:: TRECHO DO EXERCÍCIO ::

Não interessa que o mostro não esteja debaixo da cama, a criança
inquieta sofre da mesma forma com sua presença.
Esta capacidade de sofrer e desfrutar galas e aflições inexistentes é
usada diariamente por todos. Um homem trabalha duro mas sorri ao sonhar
em comprar uma casa, sem nunca saber se de fato a terá. Uma criança
inventa mil mundos diferentes com seus brinquedos. Um adolescente vive
um amor platônico por sua professora décadas mais velha. A nenhum
deles interessa se o objeto de suas projeções é ou não factual. Para
citar Nietzsche, “estamos, desde o fundamento, desde antigüidades-
habituados a mentir". Ou, para exprimi-lo de modo mais virtuoso
e hipócrita, em suma, mais agradável: somos mais artistas do que
sabemos. Por mais ambíguo que
possa parecer, querendo ou não, a fantasia faz parte da realidade.
Enquanto não houver conflitos entre os dos replicadores que formam o
ser humano (genes x memes) não haverá motivo para a preocupação e o
prazer Trans-temporal poderá ser sabiamente usado, afinal de contas,
nossa felicidade estará somente sendo incrementada. Os memes podem sem
dúvida nenhuma ser uma grande ferramenta ao hedonista racional: Poemas
podem maximizar sentimentos de amor, receitas podem refinar o prazer da
alimentação, uma música bem composta e bem tocada pode resultar em
Prazer Sensual de forma muito mais intensa do que o simples ouvir o
cantar dos pássaros. O conflito meme X gene não é inevitável, é
apenas circunstancial.
No entanto, o Genismo alerta quanto aos perigos que alguns memes (como
os memes do suicídio por exemplo) podem representar para a perpetuação
genética e para a Felicidade em longo prazo. E de forma clara propõe
que os memes quando prejudiciais devam ser eliminados em prol dos genes.
Memes Religiosos são exemplos comuns de fontes de prazer que nem sempre
se preocupam com a natureza genética. A primazia da genética sobre a
memetica é aconselhada por motivos lógicos, que buscarei demonstrar a
seguir.
Considere, que fomos forjados pela seleção natural para recebermos
recompensas sempre que colaboramos com o bem genético. Considere também
que existem memes capazes de nos recompensar quando “obedecidos”.
Visto isso, considere por fim que a Meta-Etica-Ciêntífica é em sua
essência uma ética hedonista. Mas é um hedonismo responsável, um
hedonismo planejado e racional. Se permitirmos que certos memes maléficos
aos genes se sobreponham ao ideal de perpetuação genética, então a
própria existência em si estará correndo riscos. Em curto prazo
seguir um ideal memetico pode resultar em felicidade para o individuo,
mas em longo prazo isto comprometerá a vida em si, não só da pessoa
que age mas também das pessoas que a rodeiam e de seus descendentes que
conforme o nível de periculosidade que o meme representar, poderão nem
ao menos chegar a existir. Não pode haver felicidade onde não há
vida. A razão, portanto, para darmos mais importância aos genes do que
aos memes é que em longo prazo esse comportamento resultará em maior
felicidade.

:::
:: DADOS PARA REVISÃO ::

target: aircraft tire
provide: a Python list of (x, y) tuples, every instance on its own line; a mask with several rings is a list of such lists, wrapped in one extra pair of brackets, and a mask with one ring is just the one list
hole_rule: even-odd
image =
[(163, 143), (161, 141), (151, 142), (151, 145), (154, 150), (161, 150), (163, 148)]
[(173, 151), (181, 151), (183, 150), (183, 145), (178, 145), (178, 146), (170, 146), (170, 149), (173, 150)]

:::
:: DADOS PARA REVISÃO ::

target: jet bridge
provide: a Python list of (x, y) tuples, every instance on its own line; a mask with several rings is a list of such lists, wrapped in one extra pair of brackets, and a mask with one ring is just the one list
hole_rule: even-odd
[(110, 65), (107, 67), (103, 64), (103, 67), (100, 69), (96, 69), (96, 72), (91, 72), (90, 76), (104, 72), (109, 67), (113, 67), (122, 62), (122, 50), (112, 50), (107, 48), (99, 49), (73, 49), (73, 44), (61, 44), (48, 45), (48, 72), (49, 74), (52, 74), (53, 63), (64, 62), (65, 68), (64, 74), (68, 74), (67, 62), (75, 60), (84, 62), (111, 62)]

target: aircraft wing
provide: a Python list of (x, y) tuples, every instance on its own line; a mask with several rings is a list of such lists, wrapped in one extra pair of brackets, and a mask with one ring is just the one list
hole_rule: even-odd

:::
:: DADOS PARA REVISÃO ::

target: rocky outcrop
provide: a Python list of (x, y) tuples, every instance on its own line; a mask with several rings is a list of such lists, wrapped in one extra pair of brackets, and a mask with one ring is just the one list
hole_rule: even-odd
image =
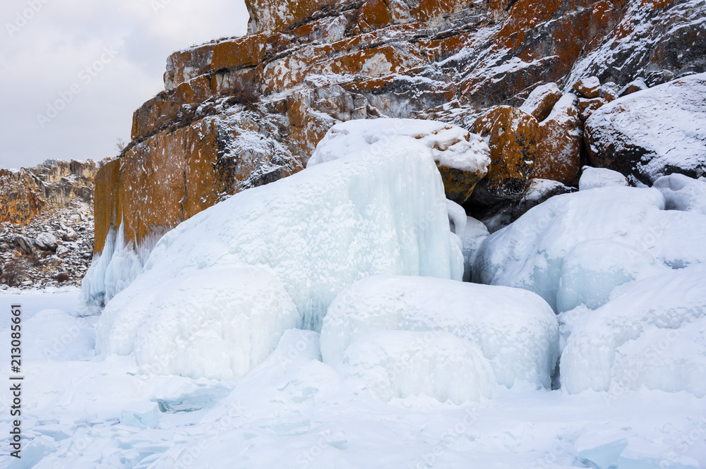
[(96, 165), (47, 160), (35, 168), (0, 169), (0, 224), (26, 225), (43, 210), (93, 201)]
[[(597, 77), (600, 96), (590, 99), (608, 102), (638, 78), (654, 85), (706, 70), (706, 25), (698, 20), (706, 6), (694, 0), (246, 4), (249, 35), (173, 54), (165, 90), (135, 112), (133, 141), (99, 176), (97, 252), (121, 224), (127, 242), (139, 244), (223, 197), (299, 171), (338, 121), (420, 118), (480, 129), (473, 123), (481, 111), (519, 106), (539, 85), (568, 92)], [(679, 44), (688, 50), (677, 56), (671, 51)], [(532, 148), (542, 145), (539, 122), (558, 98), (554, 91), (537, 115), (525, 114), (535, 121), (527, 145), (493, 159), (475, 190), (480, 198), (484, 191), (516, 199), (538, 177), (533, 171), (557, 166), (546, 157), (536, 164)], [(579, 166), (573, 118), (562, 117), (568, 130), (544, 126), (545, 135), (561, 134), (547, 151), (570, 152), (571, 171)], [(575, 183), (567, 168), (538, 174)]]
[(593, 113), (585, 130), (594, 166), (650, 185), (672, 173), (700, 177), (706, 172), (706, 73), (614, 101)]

:::

Por favor, repita o trecho do texto sobre memes e genes entre "Enquanto não houver" e "apenas circunstancial.", inclusive. Os itens não têm nenhum papel nesta atividade.

Enquanto não houver conflitos entre os dos replicadores que formam o
ser humano (genes x memes) não haverá motivo para a preocupação e o
prazer Trans-temporal poderá ser sabiamente usado, afinal de contas,
nossa felicidade estará somente sendo incrementada. Os memes podem sem
dúvida nenhuma ser uma grande ferramenta ao hedonista racional: Poemas
podem maximizar sentimentos de amor, receitas podem refinar o prazer da
alimentação, uma música bem composta e bem tocada pode resultar em
Prazer Sensual de forma muito mais intensa do que o simples ouvir o
cantar dos pássaros. O conflito meme X gene não é inevitável, é
apenas circunstancial.